### EXERCISE TASK:
Could you rewrite the rows below, replacing every "Phrase" with "Object" and leaving everything else unchanged?

[Dataset rows about object locations]
⟨

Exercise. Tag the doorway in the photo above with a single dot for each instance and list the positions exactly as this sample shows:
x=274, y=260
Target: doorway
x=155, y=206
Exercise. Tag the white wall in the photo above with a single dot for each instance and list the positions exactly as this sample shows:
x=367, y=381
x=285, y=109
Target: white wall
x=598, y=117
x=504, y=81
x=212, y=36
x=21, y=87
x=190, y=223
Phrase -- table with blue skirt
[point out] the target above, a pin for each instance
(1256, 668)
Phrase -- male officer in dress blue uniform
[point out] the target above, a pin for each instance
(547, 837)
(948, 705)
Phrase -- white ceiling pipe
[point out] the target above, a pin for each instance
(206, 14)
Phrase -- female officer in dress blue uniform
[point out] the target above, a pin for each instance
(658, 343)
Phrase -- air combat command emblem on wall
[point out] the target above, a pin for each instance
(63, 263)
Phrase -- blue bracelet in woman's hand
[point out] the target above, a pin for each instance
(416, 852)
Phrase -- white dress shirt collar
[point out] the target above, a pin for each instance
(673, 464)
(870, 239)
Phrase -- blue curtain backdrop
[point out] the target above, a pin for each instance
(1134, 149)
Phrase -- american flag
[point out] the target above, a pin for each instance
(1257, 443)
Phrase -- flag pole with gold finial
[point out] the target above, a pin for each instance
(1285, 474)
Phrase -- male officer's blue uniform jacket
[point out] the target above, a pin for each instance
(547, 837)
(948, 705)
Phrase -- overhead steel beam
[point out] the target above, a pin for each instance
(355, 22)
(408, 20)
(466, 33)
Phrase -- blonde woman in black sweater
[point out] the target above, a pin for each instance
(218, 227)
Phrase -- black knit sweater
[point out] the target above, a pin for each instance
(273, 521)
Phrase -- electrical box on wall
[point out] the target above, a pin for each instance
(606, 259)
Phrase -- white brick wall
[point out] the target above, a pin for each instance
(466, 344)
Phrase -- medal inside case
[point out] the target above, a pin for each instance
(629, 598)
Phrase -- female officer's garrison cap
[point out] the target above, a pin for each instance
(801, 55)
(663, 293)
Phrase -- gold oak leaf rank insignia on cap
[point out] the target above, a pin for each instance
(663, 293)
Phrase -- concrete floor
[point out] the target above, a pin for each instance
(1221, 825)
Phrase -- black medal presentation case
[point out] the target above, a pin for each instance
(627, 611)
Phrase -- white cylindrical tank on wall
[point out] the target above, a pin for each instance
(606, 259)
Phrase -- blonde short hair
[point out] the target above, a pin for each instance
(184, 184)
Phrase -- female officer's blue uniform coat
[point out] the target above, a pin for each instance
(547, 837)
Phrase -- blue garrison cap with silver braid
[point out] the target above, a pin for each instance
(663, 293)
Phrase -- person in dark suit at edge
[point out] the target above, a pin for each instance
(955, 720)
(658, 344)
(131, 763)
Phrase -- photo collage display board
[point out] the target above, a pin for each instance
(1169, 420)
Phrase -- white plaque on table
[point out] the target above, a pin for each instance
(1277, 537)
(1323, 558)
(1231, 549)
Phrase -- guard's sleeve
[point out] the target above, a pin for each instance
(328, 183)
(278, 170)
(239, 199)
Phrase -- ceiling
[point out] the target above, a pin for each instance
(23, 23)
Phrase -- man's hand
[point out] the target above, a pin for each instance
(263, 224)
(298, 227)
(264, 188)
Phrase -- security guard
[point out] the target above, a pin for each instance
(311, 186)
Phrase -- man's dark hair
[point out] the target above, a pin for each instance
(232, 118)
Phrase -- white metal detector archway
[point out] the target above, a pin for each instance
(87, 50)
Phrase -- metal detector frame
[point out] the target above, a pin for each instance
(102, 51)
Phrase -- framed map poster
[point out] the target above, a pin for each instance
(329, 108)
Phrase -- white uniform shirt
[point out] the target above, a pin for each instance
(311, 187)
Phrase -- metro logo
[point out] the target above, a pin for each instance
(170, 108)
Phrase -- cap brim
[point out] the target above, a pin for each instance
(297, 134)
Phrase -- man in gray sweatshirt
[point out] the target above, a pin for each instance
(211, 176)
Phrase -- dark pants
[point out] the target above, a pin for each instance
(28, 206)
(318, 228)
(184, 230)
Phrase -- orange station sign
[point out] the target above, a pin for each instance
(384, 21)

⟩

### SOLUTION:
Exercise. Tag the doorway in the photo above with a single dot for each instance and list the positions exactly as this sample shows:
x=274, y=260
Target: doorway
x=155, y=206
Exercise. Tag the white wall in the photo above with a single dot for each instance and list the positions exactly as this sample shows:
x=367, y=381
x=285, y=109
Target: white wall
x=598, y=117
x=504, y=81
x=212, y=36
x=21, y=87
x=190, y=223
Object -- table with blue skirt
[point out] the target above, a pin for each instance
(1256, 668)
Object -- male officer in dress blue uniform
[point out] the target above, a pin for each instance
(547, 837)
(948, 705)
Object -- white ceiling pipe
[point out] the target above, a pin for each instance
(206, 14)
Object -- female officer in dress blue uniform
[point out] the target above, a pin for each instance
(658, 343)
Object -- air combat command emblem on wall
[point out] the target above, a pin for each instance
(63, 263)
Object -- blue bracelet in woman's hand
[point out] the target above, a pin for each instance
(416, 852)
Object -- white dress shirt collar
[point out] the target above, a pin for each instance
(673, 464)
(870, 239)
Object -- blue curtain backdrop
[point out] the target above, a pin for each instance
(1134, 149)
Object -- american flag
[point out] the target above, a pin for each instance
(1257, 443)
Object -- flag pole with gold finial
[point out] the target above, a pin for each instance
(1285, 474)
Object -- male officer's blue uniform jacket
[point out] the target above, a pin for each instance
(547, 837)
(948, 705)
Object -- overhead steel beam
[point out] the target above, a pin for each instance
(355, 22)
(408, 20)
(466, 33)
Object -- blonde woman in black sweater
[point out] the target above, a pin for each instance
(218, 227)
Object -- black knit sweater
[point out] the target above, a pin for each instance
(273, 521)
Object -- electrical box on wall
[point out] the target above, a pin for each instance
(606, 259)
Object -- white brick wall
[point out] the target above, a pin for each instance
(466, 344)
Object -- medal inside case
[point out] the target above, a pin for each instance
(629, 598)
Object -- female officer's garrison cap
[point out] the target above, a pin for each instance
(801, 55)
(663, 293)
Object -- gold oak leaf rank insignia on cap
[point out] the target above, a pin for each instance
(663, 293)
Object -- concrete floor
[point out] the target above, a pin for each instance
(1221, 825)
Object -- black medal presentation case
[point out] the target above, a pin for each instance
(627, 611)
Object -- white cylindrical tank on wall
[point out] the target above, a pin for each instance
(606, 259)
Object -- blonde short hair
[point out] the target above, a pin for each instance
(184, 184)
Object -- female officer's blue uniform coat
[point out] the target above, a pin for each instance
(547, 837)
Object -- blue garrison cap with silver braid
[point out] the target above, a pin for each instance
(663, 293)
Object -- person in dark suit at edge
[point out] the target above, a pin for each instance
(955, 720)
(658, 344)
(131, 763)
Object -- photo collage display board
[point out] the target above, a pin for each instance
(1169, 420)
Object -- white plaque on table
[point out] the target above, a pin for each instance
(1277, 537)
(1323, 558)
(1231, 549)
Object -- guard's sleeve
[point out] the target above, a pin for each instance
(328, 183)
(278, 170)
(239, 199)
Object -- ceiling
[point out] the target above, a pin for each instance
(23, 23)
Object -- man's hand
[point out] the target above, a pin for each instance
(263, 224)
(298, 227)
(264, 188)
Object -- security guard
[point out] the target above, a pin for each instance
(311, 186)
Object -- man's dark hair
[point out] the target above, a pin for each instance
(232, 118)
Object -- white metal detector archway
[point out] the target above, a pin for each instance
(87, 50)
Object -- metal detector frame
[point out] the target above, a pin for each instance
(102, 51)
Object -- framed map poster
[point out] the target above, a pin for each instance
(329, 108)
Object -- white uniform shirt
[point out] the target above, a pin for each instance
(311, 187)
Object -- metro logo
[point out] the target above, a pin for each instance
(170, 108)
Object -- cap brim
[point out] the target above, a pin for each instance
(297, 134)
Object -- man in gray sweatshirt
[point out] the target above, a pin for each instance
(211, 176)
Object -- dark pants
[point out] the target above, a pin for each instance
(28, 206)
(318, 228)
(184, 230)
Object -- orange station sign
[point out] the target above, a pin for each instance
(384, 21)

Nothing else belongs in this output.